#### [Tujuan 1]
Ketik ulang bagian teks sumber tentang perjalanan ke air terjun, dari "Buat anak-anak di" sampai "dekat desa mereka.".
#### [Tujuan 2]
Teruskan teks sumber tentang perjalanan ke air terjun di bawah ini, mulai setelah kalimat terakhirnya.

#### [Teks Sumber]
=-=-=

Halaman Belakang
Bayu Persada 24 April 2011
10 April 2011
Sesuatu yang sudah menjadi hobi, kegemaran, or we may say, passion, membuat kita bisa terus menikmati hidup. Salah satu kegemaran saya adalah traveling. Tak berbeda dengan kebanyakan orang yang suka melancong, jalan-jalan, backpacking, you name it. Buat saya, apa pun pekerjaan yang sedang dilakukan, porsi untuk menyalurkan hasrat melakukan perjalanan harus disediakan. Walaupun terkadang perjalanannya sulit sedang kondisi segala sesuatunya yang juga tidak mudah, tidak masalah. Karena jika sudah ada hati yang terlibat pada suatu hal, semua hal di dunia ini bisa dikompromikan.
Hari ini pun tak beda. Ajakan pergi ke air terjun di bukit belakang desa oleh Adhi dan anak-anak madrasah sulit sekali ditolak. Saya tak punya persiapan, sama sekali. Padahal jarak menuju lokasi jauh sekali, untuk ukuran saya, 5 kilometer jalan kaki. Dengan persiapan yang minim dengan ketidaktahuan medan yang akan dihadapi, keputusan impulsif ini rentan membawa resiko.
---
Tak banyak bekal yang saya bawa. Hanya beberapa bungkus biskuit kecil, sekantung kerupuk, sebatang cokelat, dan sebotol air minum. Ditambah satu setel baju ganti, tas saya sama sekali tak terasa berat. Paling hanya kamera yang beratnya signifikan. Saya pun tak terpikir untuk memakai sepatu. Memakai kaos, celana training, dan sendal selop membuat saya berpikir apakah saya terlalu menganggap enteng perjalanan ini.
Buat anak-anak di sini, berjalan jauh tidak menjadi masalah. Mereka sudah terbiasa menemani orang tua mereka pergi ke kebun yang jaraknya berkilo-kilo dengan medan menanjak, curam, bahkan melawan aliran sungai. Lebih dari itu, mereka kerap menginap di hutan untuk menjaga kebun dari serangan yakis atau monyet. Jadi, sangat wajar kalau memang anak-anak di sini sangat tahu luar dalam hutan dekat desa mereka.
Saya mengajak kakak beradik, Safri dan Munarsi, untuk ikut bersama rombongan anak-anak madrasah. Melihat saya mengepak tas, Ul bertanya, “Pak Guru mau pigi tejun? Tong ikut ya?” Saya agak tidak yakin mengajak Ul. Belum tentu Pak Amir mengijinkan. Biar saja, saya mengiyakan Ul untuk ikut dan menyuruhnya bersiap-siap. Dengan cepat, dia mengambil kantong kresek dan mengisinya dengan baju kering. Seketika, dia berkata, “Tong su siap, Pak Guru!” Saya tersenyum heran.

=-=-=

(Cuplikan dari dataset deteksi)
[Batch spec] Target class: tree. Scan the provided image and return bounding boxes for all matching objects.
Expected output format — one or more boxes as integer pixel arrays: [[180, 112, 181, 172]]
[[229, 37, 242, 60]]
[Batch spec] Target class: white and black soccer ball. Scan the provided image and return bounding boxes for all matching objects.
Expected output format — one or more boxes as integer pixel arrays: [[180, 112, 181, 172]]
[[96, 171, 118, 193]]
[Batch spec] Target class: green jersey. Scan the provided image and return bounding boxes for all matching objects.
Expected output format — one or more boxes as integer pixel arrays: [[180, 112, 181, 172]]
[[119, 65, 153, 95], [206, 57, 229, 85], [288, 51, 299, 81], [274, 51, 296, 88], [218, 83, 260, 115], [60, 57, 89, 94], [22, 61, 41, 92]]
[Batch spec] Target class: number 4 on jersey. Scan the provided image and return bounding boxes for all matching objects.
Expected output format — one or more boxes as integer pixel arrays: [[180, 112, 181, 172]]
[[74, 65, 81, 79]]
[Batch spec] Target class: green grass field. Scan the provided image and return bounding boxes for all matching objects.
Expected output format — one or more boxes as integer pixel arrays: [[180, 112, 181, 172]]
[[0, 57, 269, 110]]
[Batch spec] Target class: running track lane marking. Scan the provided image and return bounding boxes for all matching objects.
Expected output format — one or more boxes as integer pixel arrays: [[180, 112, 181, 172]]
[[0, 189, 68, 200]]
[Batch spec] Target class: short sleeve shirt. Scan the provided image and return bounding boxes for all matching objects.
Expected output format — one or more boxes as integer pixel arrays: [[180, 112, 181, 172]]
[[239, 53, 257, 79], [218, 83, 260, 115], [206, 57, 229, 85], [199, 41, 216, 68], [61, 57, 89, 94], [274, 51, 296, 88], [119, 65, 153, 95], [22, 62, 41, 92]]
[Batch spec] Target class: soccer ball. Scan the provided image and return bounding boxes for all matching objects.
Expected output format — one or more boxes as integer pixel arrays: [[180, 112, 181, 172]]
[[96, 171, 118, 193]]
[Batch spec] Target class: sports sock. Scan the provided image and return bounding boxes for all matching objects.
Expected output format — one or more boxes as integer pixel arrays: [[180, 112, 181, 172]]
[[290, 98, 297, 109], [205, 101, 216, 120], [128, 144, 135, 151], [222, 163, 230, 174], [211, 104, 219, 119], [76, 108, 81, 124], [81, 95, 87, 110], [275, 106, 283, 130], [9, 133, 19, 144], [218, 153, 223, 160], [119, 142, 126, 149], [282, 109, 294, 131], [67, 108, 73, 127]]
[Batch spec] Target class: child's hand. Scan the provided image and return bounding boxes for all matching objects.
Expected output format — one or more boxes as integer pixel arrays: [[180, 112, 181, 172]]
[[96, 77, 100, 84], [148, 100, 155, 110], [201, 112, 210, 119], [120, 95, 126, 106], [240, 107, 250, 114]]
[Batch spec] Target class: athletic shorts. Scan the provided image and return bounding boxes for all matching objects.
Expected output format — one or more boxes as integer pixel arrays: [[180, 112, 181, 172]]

=-=-=

#### [Jawaban yang Diharapkan 1]
Buat anak-anak di sini, berjalan jauh tidak menjadi masalah. Mereka sudah terbiasa menemani orang tua mereka pergi ke kebun yang jaraknya berkilo-kilo dengan medan menanjak, curam, bahkan melawan aliran sungai. Lebih dari itu, mereka kerap menginap di hutan untuk menjaga kebun dari serangan yakis atau monyet. Jadi, sangat wajar kalau memang anak-anak di sini sangat tahu luar dalam hutan dekat desa mereka.

#### [Jawaban yang Diharapkan 2]
Ul tidak memakai sendal. Saya bertambah heran. Bagaimana mungkin berjalan jauh begitu tanpa alas kaki. Ul punya argumen kuat, dia sudah biasa. Melihat kami berempat berjalan ke rumah Pak Budi, Sukran ingin ikut juga dengan rombongan. Saya pun kembali mengiyakan. Tanpa persiapan apa pun, dia langsung ikut berjalan dengan kami.
Kami berkumpul di rumah Pak Budi. Beliau memperingati anak-anak bahwa medan yang akan ditempuh cukup berat sehingga mereka tidak boleh berpencar. Harus selalu berkumpul dalam barisan. Tak lama Pak Budi memberikan arahan, kami sudah siap berangkat. Anak-anak sudah membawa makanan masing-masing. Rencananya memang kami akan makan siang di bawah air terjun. Ingin rasanya cepat ke sana tanpa harus berjalan. Manja.
Satu kilometer pertama perjalanan tidak terlalu terasa. Belum terlalu masuk ke dalam hutan. Masih dekat pemukiman warga. Dan juga masih banyak orang yang sedang berada di kebun-kebun mereka. Namun, semakin lama, perjalanan bisa dibilang, lebih sulit. Udara sudah mulai lembab akibat hujan deras sehari sebelumnya. Jalanan agak berlumpur. Membuat sendal sering lengket dengan tanah. Jadi agak menyesal tidak memakai sepatu.
Akhirnya kami sampai di aliran sungai pertama. Airnya jernih sekali. Arusnya tidak terlalu deras. Kami harus melewati sungai kecil itu untuk sampai ke sisi seberang. Saya menyempatkan sedikit menghabiskan waktu di sana untuk membasuh wajah dan mengambil napas sejenak. Ini belum seperempat perjalanan.
Saya selalu ditemani Safri dan Munarsi di barisan belakang. Agak takut juga nanti kalau tersesat. Saya sering tertinggal rombongan karena asyik mengambil foto atau berhenti sebentar. Selama ada Safri, sepertinya saya aman. Anak ini berulang kali pergi ke air terjun. Buatnya, trek perjalanan ini adalah makanan sehari-hari. Coba lihat dirinya yang hanya berbekal kaos dan celana pendek yang dipakainya.
Lebih masuk ke dalam hutan, jalanan mulai berliku danbercabang. Sudah penuh rimbun pepohonan dan terdengar suara binatang hutan di sana sini. Mirip acara National Geographic Wild. Sudah sedikit orang yang mencapai daerah sini. Tak banyak orang yang merambah hutan terlalu jauh ke dalam. Hampir dua kilometer lebih perjalanan yang sudah ditempuh. Tinggal setengah bagian lagi.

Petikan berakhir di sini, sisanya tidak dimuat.